TO DO> Using the data below, return all lines in which "religious" appears.

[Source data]
[Start of section]

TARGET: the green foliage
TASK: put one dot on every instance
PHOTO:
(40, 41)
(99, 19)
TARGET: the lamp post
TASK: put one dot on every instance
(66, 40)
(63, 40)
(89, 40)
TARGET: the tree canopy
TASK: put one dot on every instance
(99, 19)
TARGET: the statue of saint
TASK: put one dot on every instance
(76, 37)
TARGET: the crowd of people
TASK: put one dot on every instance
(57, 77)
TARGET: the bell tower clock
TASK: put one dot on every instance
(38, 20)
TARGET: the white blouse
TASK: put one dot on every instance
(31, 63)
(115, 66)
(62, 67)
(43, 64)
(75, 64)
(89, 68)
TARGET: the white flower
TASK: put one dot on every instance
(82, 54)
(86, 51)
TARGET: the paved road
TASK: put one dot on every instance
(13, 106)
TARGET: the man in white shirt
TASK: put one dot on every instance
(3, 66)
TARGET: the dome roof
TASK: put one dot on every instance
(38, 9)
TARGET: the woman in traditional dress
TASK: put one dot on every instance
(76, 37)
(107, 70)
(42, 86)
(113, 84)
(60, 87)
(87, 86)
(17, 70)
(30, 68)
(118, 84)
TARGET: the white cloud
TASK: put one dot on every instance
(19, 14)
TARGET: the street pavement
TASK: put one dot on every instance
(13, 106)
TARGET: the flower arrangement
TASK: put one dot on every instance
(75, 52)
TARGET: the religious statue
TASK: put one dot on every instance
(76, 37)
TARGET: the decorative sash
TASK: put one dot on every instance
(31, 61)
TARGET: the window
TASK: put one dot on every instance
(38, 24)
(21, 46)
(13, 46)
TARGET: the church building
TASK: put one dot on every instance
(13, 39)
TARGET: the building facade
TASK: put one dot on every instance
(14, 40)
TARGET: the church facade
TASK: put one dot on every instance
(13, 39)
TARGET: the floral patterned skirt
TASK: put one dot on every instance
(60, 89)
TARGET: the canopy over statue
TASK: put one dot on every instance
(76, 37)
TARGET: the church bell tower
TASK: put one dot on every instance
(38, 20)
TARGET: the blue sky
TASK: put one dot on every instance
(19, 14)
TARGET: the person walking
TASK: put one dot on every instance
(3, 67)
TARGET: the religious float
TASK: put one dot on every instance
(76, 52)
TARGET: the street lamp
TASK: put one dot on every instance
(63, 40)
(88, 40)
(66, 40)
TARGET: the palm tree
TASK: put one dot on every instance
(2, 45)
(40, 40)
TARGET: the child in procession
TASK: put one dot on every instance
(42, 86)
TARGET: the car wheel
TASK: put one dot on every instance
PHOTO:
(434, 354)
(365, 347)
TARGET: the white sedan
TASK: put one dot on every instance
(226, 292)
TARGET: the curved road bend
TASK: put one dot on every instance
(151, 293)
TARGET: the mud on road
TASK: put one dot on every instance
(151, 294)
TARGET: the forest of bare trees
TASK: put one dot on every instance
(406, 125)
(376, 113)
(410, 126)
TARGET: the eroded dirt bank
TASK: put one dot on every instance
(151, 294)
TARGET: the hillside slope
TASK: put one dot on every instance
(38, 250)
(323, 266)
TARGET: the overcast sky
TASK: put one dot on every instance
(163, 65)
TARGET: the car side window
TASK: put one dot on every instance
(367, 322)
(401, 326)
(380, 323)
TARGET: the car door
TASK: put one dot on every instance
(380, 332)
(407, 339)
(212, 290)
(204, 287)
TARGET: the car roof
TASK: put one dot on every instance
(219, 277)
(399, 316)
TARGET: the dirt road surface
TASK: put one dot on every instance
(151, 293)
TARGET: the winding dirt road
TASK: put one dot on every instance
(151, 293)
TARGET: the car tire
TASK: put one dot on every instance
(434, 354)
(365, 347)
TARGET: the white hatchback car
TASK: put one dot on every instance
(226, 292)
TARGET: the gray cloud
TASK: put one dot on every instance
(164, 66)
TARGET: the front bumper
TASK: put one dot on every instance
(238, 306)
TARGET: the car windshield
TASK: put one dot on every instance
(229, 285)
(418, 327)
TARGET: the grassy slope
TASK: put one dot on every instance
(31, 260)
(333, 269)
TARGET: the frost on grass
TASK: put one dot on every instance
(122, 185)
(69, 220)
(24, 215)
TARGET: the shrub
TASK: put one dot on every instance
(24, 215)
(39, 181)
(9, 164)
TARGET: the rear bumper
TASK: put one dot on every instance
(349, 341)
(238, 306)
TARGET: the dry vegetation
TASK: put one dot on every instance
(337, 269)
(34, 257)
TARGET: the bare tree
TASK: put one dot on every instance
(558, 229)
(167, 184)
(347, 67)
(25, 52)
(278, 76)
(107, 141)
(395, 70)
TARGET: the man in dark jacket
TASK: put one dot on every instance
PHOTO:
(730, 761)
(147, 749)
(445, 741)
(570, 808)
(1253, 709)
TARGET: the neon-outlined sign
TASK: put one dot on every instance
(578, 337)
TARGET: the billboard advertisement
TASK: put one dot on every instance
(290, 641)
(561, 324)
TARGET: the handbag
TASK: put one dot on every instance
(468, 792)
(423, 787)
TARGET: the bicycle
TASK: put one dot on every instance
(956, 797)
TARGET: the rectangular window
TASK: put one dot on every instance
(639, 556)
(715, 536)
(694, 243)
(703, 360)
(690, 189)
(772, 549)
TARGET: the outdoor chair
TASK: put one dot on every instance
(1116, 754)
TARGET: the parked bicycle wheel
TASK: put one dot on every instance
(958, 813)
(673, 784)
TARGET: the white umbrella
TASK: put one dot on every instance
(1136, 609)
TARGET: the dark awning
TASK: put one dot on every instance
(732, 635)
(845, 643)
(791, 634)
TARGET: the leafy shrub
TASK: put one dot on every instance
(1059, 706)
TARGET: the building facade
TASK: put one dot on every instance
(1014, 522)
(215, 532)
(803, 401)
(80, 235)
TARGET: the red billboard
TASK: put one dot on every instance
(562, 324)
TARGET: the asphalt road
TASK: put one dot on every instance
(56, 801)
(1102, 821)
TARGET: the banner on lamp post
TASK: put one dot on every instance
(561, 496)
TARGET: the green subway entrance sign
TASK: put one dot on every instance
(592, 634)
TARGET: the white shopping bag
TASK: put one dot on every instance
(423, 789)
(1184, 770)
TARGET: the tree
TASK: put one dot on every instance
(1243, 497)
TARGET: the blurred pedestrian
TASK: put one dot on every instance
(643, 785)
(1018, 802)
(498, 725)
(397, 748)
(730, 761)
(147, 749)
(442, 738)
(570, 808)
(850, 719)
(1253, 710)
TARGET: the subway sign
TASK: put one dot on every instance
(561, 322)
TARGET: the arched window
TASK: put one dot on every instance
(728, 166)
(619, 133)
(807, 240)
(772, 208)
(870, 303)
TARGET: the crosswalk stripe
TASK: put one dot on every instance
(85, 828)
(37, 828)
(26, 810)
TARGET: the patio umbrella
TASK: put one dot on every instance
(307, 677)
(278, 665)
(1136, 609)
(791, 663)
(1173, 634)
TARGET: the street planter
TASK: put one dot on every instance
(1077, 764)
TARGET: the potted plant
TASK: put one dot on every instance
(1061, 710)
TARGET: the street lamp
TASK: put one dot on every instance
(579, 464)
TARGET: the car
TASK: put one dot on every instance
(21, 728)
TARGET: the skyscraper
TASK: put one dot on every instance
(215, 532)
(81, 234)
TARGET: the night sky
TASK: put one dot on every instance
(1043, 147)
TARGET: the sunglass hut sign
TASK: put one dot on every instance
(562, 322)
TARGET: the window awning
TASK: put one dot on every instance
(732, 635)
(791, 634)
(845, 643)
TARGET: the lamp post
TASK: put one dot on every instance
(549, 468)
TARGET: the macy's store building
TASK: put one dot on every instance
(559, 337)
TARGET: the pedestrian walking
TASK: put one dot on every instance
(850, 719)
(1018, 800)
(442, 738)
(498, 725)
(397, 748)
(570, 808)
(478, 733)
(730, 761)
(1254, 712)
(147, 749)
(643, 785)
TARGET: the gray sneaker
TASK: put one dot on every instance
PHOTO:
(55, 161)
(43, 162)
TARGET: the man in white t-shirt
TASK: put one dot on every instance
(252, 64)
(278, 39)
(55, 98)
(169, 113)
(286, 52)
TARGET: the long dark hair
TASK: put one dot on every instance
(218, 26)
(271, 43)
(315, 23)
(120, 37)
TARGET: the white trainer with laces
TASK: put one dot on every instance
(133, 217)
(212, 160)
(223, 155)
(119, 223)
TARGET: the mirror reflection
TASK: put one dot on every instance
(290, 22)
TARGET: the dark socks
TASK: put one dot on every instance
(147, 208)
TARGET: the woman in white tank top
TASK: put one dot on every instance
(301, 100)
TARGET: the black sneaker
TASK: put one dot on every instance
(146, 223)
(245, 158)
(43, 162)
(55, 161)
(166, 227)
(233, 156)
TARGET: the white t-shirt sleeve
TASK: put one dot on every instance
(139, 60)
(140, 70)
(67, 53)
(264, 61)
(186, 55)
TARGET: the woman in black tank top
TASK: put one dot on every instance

[End of section]

RESPONSE TO THE TASK>
TARGET: the religious statue
TARGET: the religious float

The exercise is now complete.